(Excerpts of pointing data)
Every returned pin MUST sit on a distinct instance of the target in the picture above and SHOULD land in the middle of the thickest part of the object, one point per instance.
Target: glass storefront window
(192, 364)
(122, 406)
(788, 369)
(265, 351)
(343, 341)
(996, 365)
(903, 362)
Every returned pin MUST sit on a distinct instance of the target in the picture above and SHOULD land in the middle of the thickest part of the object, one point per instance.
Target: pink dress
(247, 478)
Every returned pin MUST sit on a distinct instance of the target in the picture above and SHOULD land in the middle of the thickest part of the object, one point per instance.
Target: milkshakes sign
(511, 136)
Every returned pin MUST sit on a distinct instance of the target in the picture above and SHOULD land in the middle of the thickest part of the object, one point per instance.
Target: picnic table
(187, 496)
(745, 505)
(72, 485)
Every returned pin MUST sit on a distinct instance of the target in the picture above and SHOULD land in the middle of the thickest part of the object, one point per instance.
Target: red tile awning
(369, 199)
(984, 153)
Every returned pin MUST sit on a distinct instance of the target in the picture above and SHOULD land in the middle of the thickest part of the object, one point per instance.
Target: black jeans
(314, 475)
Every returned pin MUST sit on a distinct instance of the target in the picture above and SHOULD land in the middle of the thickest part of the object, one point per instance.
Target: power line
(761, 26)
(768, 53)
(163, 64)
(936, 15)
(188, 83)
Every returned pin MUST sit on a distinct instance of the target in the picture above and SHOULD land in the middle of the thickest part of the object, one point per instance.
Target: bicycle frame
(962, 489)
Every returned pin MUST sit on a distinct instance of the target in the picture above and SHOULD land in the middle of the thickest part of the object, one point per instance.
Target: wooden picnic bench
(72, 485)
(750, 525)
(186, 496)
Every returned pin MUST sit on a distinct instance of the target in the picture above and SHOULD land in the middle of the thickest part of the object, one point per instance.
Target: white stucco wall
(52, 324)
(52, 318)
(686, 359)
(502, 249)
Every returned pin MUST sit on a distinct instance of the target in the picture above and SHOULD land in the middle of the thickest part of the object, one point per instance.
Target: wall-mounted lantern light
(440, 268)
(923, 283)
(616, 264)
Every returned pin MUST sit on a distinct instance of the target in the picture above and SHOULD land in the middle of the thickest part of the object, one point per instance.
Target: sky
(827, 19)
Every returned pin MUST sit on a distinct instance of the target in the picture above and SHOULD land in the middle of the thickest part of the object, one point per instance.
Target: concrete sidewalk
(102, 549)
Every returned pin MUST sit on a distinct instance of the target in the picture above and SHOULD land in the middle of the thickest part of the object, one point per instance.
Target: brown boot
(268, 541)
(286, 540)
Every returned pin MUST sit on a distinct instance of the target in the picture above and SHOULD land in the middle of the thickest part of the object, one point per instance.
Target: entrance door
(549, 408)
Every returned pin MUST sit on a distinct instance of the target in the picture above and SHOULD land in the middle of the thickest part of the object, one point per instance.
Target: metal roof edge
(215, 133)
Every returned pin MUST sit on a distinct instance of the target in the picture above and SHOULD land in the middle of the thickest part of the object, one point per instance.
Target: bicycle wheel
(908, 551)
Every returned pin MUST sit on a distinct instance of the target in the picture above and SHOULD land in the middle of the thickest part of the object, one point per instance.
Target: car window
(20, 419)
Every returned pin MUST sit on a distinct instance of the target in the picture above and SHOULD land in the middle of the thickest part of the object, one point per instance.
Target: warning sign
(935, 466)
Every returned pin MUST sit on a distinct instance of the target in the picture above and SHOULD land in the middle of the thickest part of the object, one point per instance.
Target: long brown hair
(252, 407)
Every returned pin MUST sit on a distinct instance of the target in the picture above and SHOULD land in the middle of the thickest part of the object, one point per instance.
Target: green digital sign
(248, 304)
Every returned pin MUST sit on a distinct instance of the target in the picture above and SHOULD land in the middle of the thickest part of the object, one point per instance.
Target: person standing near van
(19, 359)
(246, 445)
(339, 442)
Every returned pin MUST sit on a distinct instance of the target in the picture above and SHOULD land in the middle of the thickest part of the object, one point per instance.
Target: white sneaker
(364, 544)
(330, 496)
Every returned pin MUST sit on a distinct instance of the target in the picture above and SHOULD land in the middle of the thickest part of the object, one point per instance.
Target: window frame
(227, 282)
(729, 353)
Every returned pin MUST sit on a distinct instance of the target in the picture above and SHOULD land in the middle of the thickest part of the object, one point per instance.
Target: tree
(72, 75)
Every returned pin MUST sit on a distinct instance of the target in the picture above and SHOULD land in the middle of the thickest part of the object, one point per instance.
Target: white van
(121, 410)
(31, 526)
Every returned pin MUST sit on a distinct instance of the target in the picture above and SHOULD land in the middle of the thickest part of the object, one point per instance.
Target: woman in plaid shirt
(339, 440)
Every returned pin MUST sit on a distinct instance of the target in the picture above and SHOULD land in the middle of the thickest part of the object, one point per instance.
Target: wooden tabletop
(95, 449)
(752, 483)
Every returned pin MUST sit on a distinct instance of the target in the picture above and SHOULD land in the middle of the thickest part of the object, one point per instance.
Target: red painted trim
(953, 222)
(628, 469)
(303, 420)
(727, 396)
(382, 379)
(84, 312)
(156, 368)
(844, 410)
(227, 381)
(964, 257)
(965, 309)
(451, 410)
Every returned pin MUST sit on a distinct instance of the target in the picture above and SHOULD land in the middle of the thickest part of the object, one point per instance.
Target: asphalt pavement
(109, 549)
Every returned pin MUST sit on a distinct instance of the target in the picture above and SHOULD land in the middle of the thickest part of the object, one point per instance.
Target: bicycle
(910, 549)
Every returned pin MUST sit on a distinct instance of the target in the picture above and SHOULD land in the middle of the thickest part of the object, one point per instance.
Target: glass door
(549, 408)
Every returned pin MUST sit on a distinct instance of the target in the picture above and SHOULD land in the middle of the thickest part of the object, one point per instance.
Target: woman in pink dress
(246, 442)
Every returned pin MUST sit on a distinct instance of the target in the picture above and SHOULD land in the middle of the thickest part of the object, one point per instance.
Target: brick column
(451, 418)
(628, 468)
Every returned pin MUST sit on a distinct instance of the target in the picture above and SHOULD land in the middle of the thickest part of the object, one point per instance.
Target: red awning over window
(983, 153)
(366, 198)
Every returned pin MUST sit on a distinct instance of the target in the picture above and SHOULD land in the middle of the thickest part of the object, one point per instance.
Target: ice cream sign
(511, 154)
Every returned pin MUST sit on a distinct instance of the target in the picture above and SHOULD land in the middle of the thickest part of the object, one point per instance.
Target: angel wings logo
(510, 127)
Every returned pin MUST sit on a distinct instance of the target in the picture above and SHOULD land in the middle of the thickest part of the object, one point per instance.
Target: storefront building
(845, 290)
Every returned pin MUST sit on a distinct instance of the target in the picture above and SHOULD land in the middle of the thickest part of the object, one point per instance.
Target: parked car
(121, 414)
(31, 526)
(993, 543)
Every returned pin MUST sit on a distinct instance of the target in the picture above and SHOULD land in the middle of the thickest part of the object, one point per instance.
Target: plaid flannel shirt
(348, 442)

__EXERCISE AIM__.
Produce an exact copy of all the records.

__ANSWER IN FULL__.
Every returned pin MUST sit on a distinct instance of the target in the picture above and SHOULD land in the middle of the thickest part of the object, one point per instance.
Target: glass storefront window
(192, 364)
(122, 406)
(788, 369)
(265, 351)
(343, 341)
(996, 365)
(903, 362)
Every returned pin MUST sit on a distinct instance of the target in the picture above and SHOULD land in the middle of the thickest part of the object, one point per instance.
Target: pink dress
(247, 478)
Every returned pin MUST sit on a distinct instance of the target in the picture above and SHOULD land in the middle of the thickest part of the object, one point per instance.
Target: milkshakes sign
(511, 136)
Every returned pin MUST sit on a distinct instance of the target in the picture above and SHOULD land in the middle of the thickest part of the object, one point per instance.
Target: picnic table
(187, 496)
(745, 505)
(72, 485)
Every returned pin MUST sit on a distinct instance of the target in the picture above and SHOULD land in the middle of the thickest part of the object, one point per instance.
Target: red tile awning
(369, 199)
(984, 153)
Every returned pin MUST sit on a distinct instance of the target in the picture above and SHOULD land in the middle of the thickest part of the object, one point per instance.
Target: black jeans
(314, 475)
Every returned pin MUST sit on a distinct instance of the target in the picture above and SHOULD land in the middle of the thickest part of the object, one point per instance.
Target: power line
(761, 26)
(768, 53)
(163, 64)
(936, 15)
(188, 83)
Every returned pin MUST sit on a distinct instance of the target in the picture above and SHOULD land in the middle of the thickest part of the object, one point per instance.
Target: bicycle frame
(962, 489)
Every returned pin MUST sit on a distinct instance of the target in the picture above and SHOULD land in the middle of the thickest part of the object, one point per instance.
Target: wooden picnic bench
(72, 485)
(750, 525)
(186, 496)
Every returned pin MUST sit on a distinct instance of the target in the picture above and SHOULD land in the middle of the thickest part of the object, one point per instance.
Target: white stucco wall
(52, 324)
(52, 318)
(686, 359)
(502, 249)
Every returned pin MUST sit on a distinct instance of the target in the picture above and SHOULD land in the middle of the thickest part of the object, one point per instance.
Target: wall-mounted lantern light
(440, 268)
(923, 283)
(616, 264)
Every returned pin MUST sit on a distinct instance of the target in the picture above and SHOULD land in the middle of the thickest part of the object, one point per instance.
Target: sky
(827, 19)
Every returned pin MUST sit on a distinct instance of the target in the picture above and SHOULD land in the middle of the thickest part of the object, one point per instance.
Target: concrete sidewalk
(102, 549)
Every returned pin MUST sit on a distinct instance of the target in the picture above and SHOULD land in the middle of the thickest part of the object, one point per instance.
Target: brown boot
(268, 541)
(286, 540)
Every returned pin MUST sit on a distinct instance of the target in the picture above and SHOULD land in the middle of the thickest part of the object, one point per instance.
Target: entrance door
(549, 408)
Every returned pin MUST sit on a distinct instance of the target in the picture above and SHOULD land in the middle of the thickest part of the object, one point per instance.
Target: metal roof edge
(215, 133)
Every returned pin MUST sit on a distinct instance of the target in the picture above and SHOULD land in the middle of the thickest part of the object, one point per instance.
Target: bicycle wheel
(908, 551)
Every returned pin MUST sit on a distinct instance of the target in the picture above and SHOULD land in the middle of the thickest part of the object, one point per instance.
Target: car window
(20, 419)
Every returned pin MUST sit on a distinct instance of the target in the picture above and SHOULD land in the middle of the thickest part of the object, one point per instance.
Target: warning sign
(935, 466)
Every returned pin MUST sit on a distinct instance of the target in the picture above and SHOULD land in the middle of the thickest part of the object, one point per instance.
Target: long brown hair
(252, 407)
Every returned pin MUST sit on a distinct instance of the target in the picture above and SHOULD land in the middle of the thickest part of the object, one point per instance.
Target: green digital sign
(248, 304)
Every returned pin MUST sit on a distinct instance of the target in the picture above and SHOULD land in the middle of the thickest part of the object, one point per instance.
Target: person standing near van
(19, 359)
(246, 445)
(339, 442)
Every returned pin MUST sit on a distinct instance of the target in the picture above and SHOULD land in the middle of the thickest part of the object, one point per instance.
Target: white sneaker
(364, 544)
(330, 496)
Every returned pin MUST sit on a distinct instance of the target in the picture above and SHOULD land in the middle of the thickest part of the object, one point per instance.
Target: window frame
(227, 282)
(729, 353)
Every returned pin MUST sit on a distinct instance of the target in the picture above and SHOULD land in the middle of the thickest part of the object, one point per instance.
Target: tree
(72, 75)
Every returned pin MUST sit on a distinct instance of the target in the picture above and SHOULD land in the middle of the thickest part of the object, one point per instance.
Target: white van
(121, 410)
(31, 526)
Every returned pin MUST sit on a distinct instance of the target in the picture above and SHOULD land in the middle of the thickest part of the object, one point per instance.
Target: woman in plaid shirt
(339, 440)
Every returned pin MUST sit on a distinct instance of the target in the picture above and SHOULD land in the middle of the thickest part of the object, one point per instance.
Target: wooden tabletop
(95, 449)
(752, 483)
Every returned pin MUST sit on a distinct instance of the target in the picture above and SHOULD land in the middle of the thickest part of the object, one point per instance.
Target: red painted trim
(953, 222)
(628, 469)
(303, 420)
(727, 396)
(382, 379)
(84, 312)
(156, 368)
(844, 410)
(227, 381)
(964, 257)
(965, 309)
(451, 410)
Every returned pin MUST sit on a distinct instance of the target in the picture above and SHOULD land in the middle of the thickest part of the object, one point per instance.
Target: asphalt pavement
(109, 549)
Every returned pin MUST sit on a distinct instance of the target in the picture above and SHOULD land in the middle of the thickest part of the object, one point per instance.
Target: bicycle
(910, 549)
Every returned pin MUST sit on a distinct instance of the target in the picture above and SHOULD land in the middle of the thickest part of the object, one point per instance.
Target: glass door
(549, 408)
Every returned pin MUST sit on a distinct instance of the target in the picture above and SHOULD land in the middle of the thickest part of the object, one point per instance.
Target: woman in pink dress
(246, 442)
Every returned pin MUST sit on a distinct instance of the target in the picture above and SHOULD land in the middle of the thickest part of the object, one point per instance.
Target: brick column
(451, 418)
(628, 468)
Every returned pin MUST sit on a distinct instance of the target in the picture above and SHOULD land in the middle of the thickest part of the object, one point per instance.
Target: red awning over window
(983, 153)
(366, 198)
Every returned pin MUST sit on a distinct instance of the target in the picture above and SHOULD land in the middle of the thickest part of the object, one point per instance.
Target: ice cream sign
(511, 154)
Every returned pin MUST sit on a distinct instance of the target in the picture above and SHOULD land in the middle of the thickest part of the object, one point per instance.
Target: angel wings logo
(510, 127)
Every returned pin MUST sit on a distinct instance of the target in the picture above and SHOULD land in the middle of the thickest part of the object, one point per instance.
Target: storefront building
(845, 290)
Every returned pin MUST sit on a distinct instance of the target in the picture above and SHOULD land in the middle of the thickest part of the object, one point per instance.
Target: parked car
(121, 414)
(31, 526)
(993, 543)
Every returned pin MUST sit on a distinct instance of the target in the picture above and SHOULD land in the middle of the thickest part of the object, one point per instance.
Target: plaid flannel shirt
(348, 442)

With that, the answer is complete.